▶ WHAT YOU HAVE TO DO
Copy the rows below without changes, starting with the line that contains "like [517, 123]." and ending with the last row, both included. Leave the pictures out of your answer.

(Records of labeled points)
--- start ---
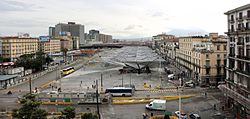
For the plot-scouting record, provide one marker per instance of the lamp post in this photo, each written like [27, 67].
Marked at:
[97, 103]
[179, 90]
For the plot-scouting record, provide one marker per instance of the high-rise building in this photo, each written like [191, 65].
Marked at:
[49, 45]
[73, 28]
[237, 87]
[51, 31]
[203, 58]
[15, 46]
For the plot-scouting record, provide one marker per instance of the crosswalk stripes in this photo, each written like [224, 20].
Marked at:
[160, 91]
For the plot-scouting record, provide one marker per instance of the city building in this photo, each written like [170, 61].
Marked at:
[95, 37]
[15, 46]
[76, 42]
[202, 58]
[237, 87]
[105, 38]
[76, 30]
[1, 48]
[165, 45]
[52, 31]
[49, 45]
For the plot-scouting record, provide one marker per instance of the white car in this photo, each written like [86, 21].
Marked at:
[183, 115]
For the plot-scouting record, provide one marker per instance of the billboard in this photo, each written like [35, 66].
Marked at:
[44, 39]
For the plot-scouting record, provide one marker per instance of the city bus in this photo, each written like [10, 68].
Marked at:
[68, 70]
[120, 91]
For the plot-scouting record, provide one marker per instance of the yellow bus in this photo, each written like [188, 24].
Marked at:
[68, 70]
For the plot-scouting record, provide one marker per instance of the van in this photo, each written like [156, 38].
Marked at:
[157, 105]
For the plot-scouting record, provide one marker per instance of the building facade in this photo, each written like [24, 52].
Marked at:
[76, 30]
[237, 87]
[49, 45]
[14, 47]
[202, 58]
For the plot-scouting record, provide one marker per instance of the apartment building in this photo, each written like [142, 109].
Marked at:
[202, 58]
[49, 45]
[237, 87]
[15, 46]
[160, 43]
[76, 30]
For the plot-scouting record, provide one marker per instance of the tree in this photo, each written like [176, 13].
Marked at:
[69, 112]
[33, 61]
[89, 116]
[29, 109]
[65, 50]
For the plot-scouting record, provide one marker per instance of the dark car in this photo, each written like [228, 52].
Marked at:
[194, 116]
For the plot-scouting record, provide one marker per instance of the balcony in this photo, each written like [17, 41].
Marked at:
[219, 65]
[231, 55]
[240, 43]
[236, 96]
[243, 72]
[240, 56]
[247, 17]
[207, 66]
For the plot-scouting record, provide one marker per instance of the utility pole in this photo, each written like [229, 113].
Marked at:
[97, 103]
[179, 90]
[101, 83]
[122, 79]
[30, 85]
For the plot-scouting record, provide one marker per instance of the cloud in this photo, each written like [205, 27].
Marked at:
[11, 5]
[132, 26]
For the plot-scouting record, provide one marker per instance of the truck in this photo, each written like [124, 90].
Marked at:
[157, 105]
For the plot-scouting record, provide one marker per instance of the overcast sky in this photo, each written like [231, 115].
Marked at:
[120, 18]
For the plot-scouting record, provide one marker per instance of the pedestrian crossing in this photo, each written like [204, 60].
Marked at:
[158, 90]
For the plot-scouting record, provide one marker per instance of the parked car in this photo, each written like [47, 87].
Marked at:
[182, 115]
[194, 116]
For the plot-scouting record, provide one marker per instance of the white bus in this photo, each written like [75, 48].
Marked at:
[120, 91]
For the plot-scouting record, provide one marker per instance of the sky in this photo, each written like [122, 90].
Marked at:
[120, 18]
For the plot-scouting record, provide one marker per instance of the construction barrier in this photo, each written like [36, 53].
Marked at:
[142, 100]
[57, 103]
[162, 117]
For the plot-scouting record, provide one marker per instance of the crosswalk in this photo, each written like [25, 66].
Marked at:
[158, 90]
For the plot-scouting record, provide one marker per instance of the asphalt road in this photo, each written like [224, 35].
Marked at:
[85, 77]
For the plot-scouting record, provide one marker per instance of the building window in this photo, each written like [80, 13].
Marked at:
[248, 13]
[218, 47]
[247, 26]
[225, 47]
[207, 62]
[232, 28]
[247, 39]
[232, 17]
[207, 70]
[218, 56]
[240, 15]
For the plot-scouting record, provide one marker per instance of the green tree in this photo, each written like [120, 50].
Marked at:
[69, 112]
[89, 116]
[29, 109]
[65, 50]
[33, 61]
[4, 59]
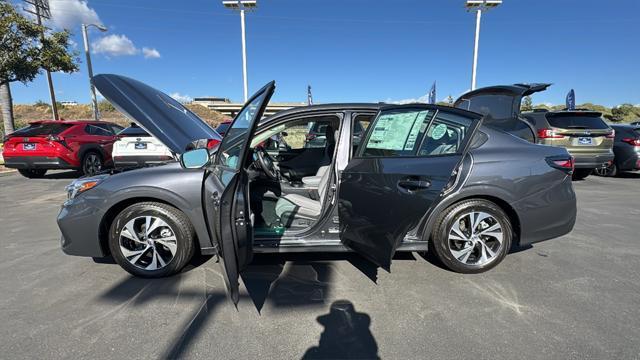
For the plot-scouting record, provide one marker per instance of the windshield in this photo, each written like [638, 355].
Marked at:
[571, 121]
[42, 129]
[237, 134]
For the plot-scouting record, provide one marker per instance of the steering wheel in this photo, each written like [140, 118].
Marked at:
[266, 163]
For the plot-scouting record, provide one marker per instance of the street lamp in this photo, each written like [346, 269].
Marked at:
[478, 6]
[89, 68]
[242, 5]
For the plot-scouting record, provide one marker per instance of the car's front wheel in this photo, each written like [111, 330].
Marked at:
[32, 173]
[472, 236]
[151, 239]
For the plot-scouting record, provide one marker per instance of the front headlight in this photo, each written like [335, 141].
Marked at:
[81, 185]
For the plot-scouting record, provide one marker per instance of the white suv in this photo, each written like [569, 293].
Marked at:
[136, 147]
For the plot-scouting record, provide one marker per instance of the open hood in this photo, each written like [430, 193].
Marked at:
[156, 112]
[501, 102]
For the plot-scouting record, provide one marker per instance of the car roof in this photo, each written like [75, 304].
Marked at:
[515, 89]
[71, 122]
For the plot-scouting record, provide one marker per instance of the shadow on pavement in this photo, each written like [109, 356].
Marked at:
[346, 335]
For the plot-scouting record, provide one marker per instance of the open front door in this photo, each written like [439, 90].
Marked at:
[401, 169]
[226, 192]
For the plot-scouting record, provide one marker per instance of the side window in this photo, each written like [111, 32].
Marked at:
[445, 135]
[398, 133]
[360, 125]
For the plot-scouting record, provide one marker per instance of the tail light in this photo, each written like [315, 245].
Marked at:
[212, 143]
[549, 134]
[564, 163]
[611, 135]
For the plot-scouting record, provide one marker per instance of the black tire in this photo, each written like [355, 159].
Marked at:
[444, 223]
[177, 221]
[581, 174]
[609, 171]
[32, 173]
[92, 163]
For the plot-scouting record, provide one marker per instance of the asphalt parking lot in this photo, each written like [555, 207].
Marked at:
[576, 297]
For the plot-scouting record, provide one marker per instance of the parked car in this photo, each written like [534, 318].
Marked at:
[222, 127]
[135, 147]
[583, 133]
[626, 147]
[445, 182]
[48, 144]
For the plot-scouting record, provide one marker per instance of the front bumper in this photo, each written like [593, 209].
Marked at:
[592, 161]
[121, 161]
[36, 162]
[79, 224]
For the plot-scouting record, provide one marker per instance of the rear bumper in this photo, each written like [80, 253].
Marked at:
[120, 161]
[592, 161]
[36, 162]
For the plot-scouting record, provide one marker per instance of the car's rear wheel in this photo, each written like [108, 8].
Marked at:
[580, 174]
[151, 239]
[611, 170]
[91, 163]
[472, 236]
[32, 173]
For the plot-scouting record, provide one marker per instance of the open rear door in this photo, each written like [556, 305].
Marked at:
[401, 169]
[226, 192]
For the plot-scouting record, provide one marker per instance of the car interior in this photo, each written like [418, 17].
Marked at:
[292, 178]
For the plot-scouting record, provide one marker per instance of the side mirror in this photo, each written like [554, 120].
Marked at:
[195, 159]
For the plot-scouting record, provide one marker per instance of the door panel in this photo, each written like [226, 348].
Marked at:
[226, 192]
[399, 173]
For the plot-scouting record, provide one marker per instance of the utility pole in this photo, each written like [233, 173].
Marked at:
[41, 8]
[85, 38]
[478, 6]
[242, 5]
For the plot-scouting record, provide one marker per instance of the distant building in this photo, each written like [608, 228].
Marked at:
[226, 107]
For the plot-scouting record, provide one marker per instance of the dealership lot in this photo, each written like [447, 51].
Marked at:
[572, 297]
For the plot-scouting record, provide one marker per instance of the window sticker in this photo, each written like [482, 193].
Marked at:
[438, 131]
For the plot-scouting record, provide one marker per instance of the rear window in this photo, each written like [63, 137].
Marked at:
[42, 129]
[566, 121]
[498, 106]
[133, 131]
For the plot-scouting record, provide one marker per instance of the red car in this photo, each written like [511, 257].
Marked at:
[43, 145]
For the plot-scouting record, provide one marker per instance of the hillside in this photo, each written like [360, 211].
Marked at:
[24, 114]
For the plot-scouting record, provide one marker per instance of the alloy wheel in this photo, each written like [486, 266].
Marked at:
[475, 238]
[148, 242]
[92, 164]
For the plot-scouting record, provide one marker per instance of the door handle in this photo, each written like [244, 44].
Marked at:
[413, 185]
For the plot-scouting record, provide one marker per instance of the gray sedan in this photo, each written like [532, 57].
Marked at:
[420, 177]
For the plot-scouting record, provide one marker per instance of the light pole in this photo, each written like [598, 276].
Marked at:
[478, 6]
[242, 5]
[85, 37]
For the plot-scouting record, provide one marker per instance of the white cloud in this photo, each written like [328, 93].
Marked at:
[150, 53]
[181, 98]
[69, 14]
[114, 45]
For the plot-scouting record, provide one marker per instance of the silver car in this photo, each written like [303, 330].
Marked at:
[421, 177]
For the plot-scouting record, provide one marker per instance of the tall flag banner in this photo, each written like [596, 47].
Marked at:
[571, 100]
[432, 94]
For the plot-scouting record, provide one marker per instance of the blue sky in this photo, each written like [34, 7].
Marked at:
[356, 50]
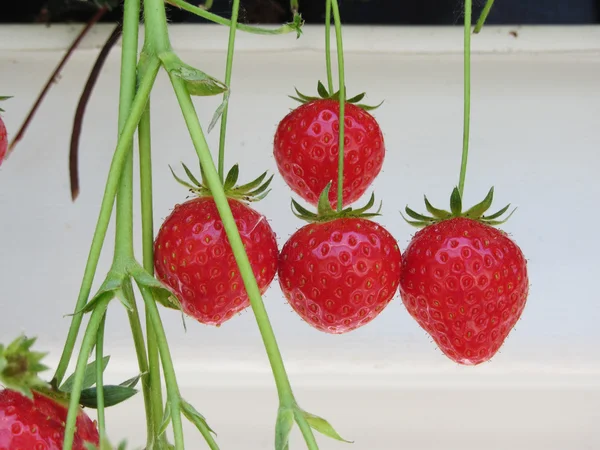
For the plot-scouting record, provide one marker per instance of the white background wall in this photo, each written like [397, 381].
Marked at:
[535, 137]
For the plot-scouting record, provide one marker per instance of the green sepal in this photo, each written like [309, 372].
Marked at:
[89, 377]
[476, 212]
[195, 417]
[113, 395]
[326, 213]
[253, 191]
[322, 426]
[324, 94]
[480, 209]
[283, 428]
[19, 366]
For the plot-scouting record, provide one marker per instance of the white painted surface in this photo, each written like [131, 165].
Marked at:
[535, 136]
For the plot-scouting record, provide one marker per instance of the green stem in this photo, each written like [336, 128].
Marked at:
[467, 96]
[328, 45]
[212, 179]
[173, 395]
[154, 379]
[287, 28]
[340, 53]
[116, 168]
[483, 16]
[306, 431]
[100, 381]
[89, 340]
[230, 49]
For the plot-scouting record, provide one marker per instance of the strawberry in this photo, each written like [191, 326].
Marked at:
[306, 147]
[194, 258]
[32, 416]
[339, 272]
[3, 136]
[40, 423]
[464, 281]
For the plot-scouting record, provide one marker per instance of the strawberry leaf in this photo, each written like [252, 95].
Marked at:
[89, 377]
[197, 82]
[322, 426]
[113, 395]
[19, 366]
[283, 428]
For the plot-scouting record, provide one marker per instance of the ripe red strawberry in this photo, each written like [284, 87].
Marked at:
[464, 281]
[39, 424]
[193, 256]
[338, 274]
[306, 148]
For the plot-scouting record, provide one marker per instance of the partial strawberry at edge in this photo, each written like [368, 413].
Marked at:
[464, 281]
[306, 147]
[39, 423]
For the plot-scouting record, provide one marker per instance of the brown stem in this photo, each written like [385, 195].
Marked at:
[82, 105]
[53, 77]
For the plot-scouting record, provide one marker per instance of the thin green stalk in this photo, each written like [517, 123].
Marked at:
[100, 381]
[328, 45]
[87, 344]
[482, 18]
[230, 49]
[154, 380]
[287, 28]
[173, 395]
[467, 96]
[306, 431]
[116, 168]
[212, 179]
[340, 52]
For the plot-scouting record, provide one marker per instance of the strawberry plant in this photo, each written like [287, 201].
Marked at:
[464, 281]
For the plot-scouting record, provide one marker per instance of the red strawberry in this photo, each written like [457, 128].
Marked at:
[340, 273]
[306, 148]
[193, 255]
[39, 424]
[464, 281]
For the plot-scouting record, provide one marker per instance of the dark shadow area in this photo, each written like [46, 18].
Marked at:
[362, 12]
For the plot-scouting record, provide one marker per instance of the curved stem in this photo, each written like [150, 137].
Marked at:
[467, 96]
[116, 168]
[483, 16]
[340, 53]
[212, 179]
[100, 381]
[230, 49]
[86, 348]
[173, 395]
[306, 431]
[154, 380]
[328, 45]
[287, 28]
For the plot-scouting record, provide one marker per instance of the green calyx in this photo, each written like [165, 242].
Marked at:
[477, 212]
[250, 192]
[19, 366]
[326, 213]
[324, 94]
[3, 98]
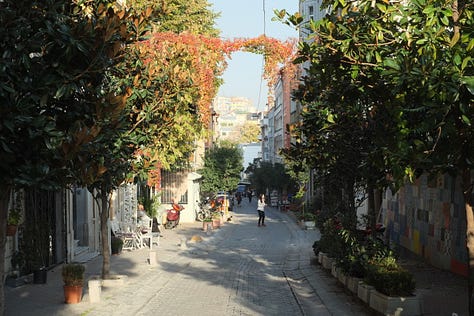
--- end ---
▶ EXERCISE RESPONSE
For the plot-scouting record, provide one marker per instance of the thin green stalk in this photo, each written like [517, 123].
Marked at:
[100, 381]
[328, 45]
[87, 344]
[482, 18]
[230, 49]
[154, 380]
[287, 28]
[173, 395]
[467, 96]
[306, 431]
[116, 168]
[212, 179]
[340, 52]
For the plot-scouting record, provide one marker per instance of the strawberry plant in this photo, each written like [287, 201].
Marked at:
[464, 281]
For the plot-scouting record, provide one marker per instance of the red strawberry in this photo, each written like [457, 128].
Marked at:
[340, 273]
[306, 148]
[193, 255]
[39, 424]
[464, 281]
For the plot-scouting record, provide one marker per instance of the dark shadow area in this photo, each written like [46, 18].
Marked at:
[362, 12]
For the plot-scouting record, provide one marker per instance of the curved stem in this photo, each written like [150, 137].
Marked at:
[467, 96]
[116, 168]
[483, 16]
[340, 53]
[212, 179]
[100, 381]
[230, 49]
[86, 348]
[173, 395]
[306, 431]
[154, 380]
[328, 45]
[287, 28]
For the plot-scouting record, provide one marker per instance of the green calyx in this photo, each written like [165, 242].
Marked at:
[477, 212]
[250, 192]
[19, 366]
[326, 213]
[324, 94]
[3, 98]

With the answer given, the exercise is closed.